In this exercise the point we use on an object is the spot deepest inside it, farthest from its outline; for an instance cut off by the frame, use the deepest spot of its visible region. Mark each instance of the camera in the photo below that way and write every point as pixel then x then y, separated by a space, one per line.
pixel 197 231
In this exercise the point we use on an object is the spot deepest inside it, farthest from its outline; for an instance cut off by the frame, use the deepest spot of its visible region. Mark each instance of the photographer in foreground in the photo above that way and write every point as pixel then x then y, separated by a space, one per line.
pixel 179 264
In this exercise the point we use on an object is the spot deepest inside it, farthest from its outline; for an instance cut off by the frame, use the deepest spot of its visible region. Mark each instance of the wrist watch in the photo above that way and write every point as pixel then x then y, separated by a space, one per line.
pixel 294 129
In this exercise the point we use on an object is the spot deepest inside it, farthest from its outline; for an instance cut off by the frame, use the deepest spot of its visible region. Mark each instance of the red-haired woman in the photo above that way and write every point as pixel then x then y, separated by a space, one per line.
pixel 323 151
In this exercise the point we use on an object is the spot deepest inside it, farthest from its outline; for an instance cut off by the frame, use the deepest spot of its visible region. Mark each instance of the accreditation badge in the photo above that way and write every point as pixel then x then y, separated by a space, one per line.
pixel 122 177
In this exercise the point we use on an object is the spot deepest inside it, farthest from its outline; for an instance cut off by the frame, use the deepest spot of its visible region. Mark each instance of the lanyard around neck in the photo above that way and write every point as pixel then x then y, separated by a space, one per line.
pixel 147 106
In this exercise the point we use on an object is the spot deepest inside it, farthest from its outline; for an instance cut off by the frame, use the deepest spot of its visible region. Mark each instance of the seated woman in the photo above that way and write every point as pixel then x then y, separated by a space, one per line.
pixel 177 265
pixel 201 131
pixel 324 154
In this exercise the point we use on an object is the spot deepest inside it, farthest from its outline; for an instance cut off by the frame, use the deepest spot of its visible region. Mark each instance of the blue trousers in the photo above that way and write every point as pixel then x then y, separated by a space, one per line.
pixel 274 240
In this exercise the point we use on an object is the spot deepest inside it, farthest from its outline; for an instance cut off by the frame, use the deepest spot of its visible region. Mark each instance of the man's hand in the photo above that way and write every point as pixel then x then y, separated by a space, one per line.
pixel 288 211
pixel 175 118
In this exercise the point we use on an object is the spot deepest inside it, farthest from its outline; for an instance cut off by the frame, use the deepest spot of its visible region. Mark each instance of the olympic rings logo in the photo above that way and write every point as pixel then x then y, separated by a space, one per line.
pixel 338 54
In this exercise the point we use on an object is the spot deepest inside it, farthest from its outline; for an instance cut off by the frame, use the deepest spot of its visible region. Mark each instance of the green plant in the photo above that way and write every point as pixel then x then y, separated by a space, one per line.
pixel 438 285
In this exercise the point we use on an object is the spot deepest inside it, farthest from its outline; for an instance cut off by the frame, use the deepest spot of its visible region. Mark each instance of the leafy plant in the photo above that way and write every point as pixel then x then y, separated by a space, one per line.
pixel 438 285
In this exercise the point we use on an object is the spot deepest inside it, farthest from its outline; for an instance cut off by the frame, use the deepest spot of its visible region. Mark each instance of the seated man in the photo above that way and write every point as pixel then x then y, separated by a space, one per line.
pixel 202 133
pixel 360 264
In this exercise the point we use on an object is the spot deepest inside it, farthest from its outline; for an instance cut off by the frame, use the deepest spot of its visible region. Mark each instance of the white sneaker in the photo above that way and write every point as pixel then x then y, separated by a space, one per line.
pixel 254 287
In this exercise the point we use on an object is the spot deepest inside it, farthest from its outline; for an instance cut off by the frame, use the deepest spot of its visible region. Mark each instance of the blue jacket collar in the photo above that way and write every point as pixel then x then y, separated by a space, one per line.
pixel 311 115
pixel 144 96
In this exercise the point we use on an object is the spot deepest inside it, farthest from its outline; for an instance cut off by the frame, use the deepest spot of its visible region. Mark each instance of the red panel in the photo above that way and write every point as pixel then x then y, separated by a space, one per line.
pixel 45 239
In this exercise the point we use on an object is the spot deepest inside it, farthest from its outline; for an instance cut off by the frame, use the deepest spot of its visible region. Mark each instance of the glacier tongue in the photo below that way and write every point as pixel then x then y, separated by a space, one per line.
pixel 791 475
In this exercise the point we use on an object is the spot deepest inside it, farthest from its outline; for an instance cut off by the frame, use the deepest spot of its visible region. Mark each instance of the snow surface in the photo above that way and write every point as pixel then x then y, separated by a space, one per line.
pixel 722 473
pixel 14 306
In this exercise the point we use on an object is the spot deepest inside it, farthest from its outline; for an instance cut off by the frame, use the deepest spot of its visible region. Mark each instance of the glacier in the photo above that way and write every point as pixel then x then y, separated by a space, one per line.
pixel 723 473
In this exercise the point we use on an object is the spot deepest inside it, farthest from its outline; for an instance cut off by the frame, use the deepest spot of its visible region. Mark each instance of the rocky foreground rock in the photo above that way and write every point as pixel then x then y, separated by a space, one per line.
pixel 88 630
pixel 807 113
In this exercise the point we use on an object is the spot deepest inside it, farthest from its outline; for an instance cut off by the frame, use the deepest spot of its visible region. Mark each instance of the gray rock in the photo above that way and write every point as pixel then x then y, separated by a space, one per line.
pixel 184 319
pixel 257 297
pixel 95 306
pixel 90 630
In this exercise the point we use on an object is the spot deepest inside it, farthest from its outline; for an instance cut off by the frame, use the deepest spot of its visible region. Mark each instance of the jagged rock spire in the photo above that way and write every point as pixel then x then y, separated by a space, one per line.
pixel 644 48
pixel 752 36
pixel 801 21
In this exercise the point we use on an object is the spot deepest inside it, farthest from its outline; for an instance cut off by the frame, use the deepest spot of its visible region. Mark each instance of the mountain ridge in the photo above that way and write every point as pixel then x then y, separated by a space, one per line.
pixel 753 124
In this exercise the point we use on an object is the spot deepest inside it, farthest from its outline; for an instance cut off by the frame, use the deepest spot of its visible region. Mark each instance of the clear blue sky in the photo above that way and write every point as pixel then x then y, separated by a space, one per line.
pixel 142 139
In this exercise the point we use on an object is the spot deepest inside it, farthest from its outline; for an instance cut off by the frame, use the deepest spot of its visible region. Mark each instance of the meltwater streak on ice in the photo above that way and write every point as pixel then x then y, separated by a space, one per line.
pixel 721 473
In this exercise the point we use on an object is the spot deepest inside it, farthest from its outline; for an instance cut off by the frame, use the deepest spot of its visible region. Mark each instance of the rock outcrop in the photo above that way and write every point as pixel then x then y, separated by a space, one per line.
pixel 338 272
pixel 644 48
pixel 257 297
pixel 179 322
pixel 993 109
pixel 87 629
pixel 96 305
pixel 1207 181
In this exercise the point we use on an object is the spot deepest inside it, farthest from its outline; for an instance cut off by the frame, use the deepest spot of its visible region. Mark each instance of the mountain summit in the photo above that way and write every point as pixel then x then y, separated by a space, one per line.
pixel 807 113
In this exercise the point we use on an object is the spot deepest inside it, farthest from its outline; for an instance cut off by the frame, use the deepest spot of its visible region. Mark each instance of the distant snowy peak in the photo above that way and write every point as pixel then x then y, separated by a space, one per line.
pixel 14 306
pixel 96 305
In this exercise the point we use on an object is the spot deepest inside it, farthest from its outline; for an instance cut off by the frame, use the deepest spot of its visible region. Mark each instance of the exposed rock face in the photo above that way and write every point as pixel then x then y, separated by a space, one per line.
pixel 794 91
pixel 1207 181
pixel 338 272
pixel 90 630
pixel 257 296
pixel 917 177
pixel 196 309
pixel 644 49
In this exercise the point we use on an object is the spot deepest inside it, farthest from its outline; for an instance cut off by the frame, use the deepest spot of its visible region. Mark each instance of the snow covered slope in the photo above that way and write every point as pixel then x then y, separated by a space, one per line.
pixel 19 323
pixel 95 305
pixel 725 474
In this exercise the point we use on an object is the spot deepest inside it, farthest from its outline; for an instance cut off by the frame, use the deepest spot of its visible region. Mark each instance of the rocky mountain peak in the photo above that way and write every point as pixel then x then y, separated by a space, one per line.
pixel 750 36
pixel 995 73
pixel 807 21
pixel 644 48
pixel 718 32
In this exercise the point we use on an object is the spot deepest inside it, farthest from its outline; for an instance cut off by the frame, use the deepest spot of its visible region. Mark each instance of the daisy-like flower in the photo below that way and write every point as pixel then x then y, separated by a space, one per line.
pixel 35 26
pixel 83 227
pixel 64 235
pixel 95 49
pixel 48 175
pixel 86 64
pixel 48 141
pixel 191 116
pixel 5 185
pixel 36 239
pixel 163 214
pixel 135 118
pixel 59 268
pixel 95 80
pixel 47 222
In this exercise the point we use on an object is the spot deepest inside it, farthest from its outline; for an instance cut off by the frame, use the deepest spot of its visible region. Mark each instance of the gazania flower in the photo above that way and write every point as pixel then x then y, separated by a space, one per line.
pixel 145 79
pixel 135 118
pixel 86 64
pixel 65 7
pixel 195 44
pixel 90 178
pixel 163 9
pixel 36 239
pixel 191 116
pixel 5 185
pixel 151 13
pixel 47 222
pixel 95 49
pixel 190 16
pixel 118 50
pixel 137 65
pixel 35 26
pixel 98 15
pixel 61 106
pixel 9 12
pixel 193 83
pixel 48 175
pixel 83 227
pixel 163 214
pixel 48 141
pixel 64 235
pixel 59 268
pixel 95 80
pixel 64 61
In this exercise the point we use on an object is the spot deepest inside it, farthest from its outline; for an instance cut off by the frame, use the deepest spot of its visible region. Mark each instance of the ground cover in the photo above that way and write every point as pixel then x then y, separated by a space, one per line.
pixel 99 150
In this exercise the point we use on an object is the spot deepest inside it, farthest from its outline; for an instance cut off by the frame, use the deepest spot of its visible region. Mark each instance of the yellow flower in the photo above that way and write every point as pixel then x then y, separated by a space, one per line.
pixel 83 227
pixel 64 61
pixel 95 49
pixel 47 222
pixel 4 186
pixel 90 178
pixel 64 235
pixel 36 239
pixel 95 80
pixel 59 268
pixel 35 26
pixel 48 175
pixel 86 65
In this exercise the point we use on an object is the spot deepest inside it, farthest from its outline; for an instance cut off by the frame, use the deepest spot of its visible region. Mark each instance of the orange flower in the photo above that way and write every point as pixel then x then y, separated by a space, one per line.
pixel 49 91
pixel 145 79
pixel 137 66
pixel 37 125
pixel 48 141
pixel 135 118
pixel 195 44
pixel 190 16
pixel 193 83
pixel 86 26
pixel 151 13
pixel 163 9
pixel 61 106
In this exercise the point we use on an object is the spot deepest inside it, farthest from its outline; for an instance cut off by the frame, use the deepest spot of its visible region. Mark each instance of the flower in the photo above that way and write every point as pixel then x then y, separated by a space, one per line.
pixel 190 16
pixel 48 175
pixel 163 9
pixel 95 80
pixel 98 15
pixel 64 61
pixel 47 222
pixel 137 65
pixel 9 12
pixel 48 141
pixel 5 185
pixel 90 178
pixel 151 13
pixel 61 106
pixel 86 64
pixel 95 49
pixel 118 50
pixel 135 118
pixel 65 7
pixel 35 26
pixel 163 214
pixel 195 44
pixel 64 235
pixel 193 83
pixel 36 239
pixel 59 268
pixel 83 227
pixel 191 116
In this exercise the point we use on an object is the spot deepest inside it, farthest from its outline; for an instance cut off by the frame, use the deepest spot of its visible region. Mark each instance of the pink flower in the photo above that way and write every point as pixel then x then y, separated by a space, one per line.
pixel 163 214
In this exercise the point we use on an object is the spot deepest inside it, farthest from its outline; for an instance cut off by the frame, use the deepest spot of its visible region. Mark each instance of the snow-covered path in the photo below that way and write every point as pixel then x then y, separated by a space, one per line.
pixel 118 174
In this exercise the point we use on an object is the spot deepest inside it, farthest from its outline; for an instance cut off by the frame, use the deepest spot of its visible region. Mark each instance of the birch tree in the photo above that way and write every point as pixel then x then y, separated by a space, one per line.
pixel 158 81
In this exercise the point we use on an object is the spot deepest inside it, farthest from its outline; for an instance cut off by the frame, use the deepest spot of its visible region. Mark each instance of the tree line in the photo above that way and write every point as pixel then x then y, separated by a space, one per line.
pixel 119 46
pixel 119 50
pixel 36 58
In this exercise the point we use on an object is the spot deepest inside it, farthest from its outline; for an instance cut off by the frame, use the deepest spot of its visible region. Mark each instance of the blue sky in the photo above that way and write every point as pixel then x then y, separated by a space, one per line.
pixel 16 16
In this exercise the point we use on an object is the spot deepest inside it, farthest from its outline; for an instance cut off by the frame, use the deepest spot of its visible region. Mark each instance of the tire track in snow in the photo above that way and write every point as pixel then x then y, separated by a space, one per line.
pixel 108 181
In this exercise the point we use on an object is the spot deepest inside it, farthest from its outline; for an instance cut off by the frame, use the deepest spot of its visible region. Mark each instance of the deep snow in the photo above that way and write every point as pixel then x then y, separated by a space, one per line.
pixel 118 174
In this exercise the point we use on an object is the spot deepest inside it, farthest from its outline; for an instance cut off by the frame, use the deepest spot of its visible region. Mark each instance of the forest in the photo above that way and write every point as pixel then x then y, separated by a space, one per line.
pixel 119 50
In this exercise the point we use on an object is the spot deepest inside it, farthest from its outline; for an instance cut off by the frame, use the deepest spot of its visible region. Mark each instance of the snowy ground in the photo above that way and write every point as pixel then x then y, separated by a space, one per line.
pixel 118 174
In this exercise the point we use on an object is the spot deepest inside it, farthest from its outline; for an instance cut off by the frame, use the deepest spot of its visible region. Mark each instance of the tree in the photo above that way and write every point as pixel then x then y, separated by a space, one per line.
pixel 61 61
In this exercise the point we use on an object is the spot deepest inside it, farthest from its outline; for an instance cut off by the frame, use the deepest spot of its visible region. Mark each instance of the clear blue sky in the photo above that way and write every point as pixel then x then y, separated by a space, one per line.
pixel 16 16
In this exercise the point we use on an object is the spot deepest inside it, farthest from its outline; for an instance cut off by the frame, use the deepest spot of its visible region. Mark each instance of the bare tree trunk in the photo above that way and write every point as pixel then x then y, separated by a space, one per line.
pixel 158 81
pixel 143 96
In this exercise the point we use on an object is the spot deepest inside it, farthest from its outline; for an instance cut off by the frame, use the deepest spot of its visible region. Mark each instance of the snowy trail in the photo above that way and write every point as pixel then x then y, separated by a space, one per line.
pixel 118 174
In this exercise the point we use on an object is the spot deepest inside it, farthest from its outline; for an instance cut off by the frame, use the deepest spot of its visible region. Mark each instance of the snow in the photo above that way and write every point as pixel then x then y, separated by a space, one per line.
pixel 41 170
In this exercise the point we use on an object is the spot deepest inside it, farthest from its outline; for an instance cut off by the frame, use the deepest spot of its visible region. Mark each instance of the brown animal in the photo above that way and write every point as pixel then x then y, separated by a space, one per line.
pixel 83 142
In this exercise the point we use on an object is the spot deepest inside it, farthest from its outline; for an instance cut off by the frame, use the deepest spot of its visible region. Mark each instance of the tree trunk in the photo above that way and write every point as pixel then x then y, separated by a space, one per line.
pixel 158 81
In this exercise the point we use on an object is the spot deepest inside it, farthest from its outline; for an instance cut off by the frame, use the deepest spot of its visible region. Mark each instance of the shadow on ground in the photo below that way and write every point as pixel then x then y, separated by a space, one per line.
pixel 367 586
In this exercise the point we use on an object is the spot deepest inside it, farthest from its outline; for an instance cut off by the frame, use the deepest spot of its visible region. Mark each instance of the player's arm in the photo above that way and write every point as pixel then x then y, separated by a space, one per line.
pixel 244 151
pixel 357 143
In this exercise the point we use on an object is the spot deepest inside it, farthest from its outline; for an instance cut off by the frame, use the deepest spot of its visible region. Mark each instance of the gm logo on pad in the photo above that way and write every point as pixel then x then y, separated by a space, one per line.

• _Assigned task_: When you reach the line that holds "of the shadow", please copy it and every line after it through the end of the listing, exactly and with no other lines.

• _Expected answer_:
In this exercise the point we use on an object is the spot deepest inside it, farthest from its outline; for an instance cut off by the frame, use the deepest spot of its visible region. Mark each instance of the shadow on ground in the photo below that way and write every point as pixel then x then y, separated by a space, one per line.
pixel 367 586
In this exercise the point we use on an object is the spot deepest inside it, farthest from its outline; for an instance cut off by the frame, use the deepest spot of its visible region. Mark each instance of the player's arm in the photo above that way and write every point as pixel then x then y, separated by a space, one per line.
pixel 244 151
pixel 357 143
In this exercise the point we use on an object is the spot deepest inside it, farthest from its outline; for an instance cut off by the frame, use the deepest spot of its visible region. Mark each instance of the gm logo on pad in the photo above that way and write every point as pixel then x then y, separated by a space, one per line.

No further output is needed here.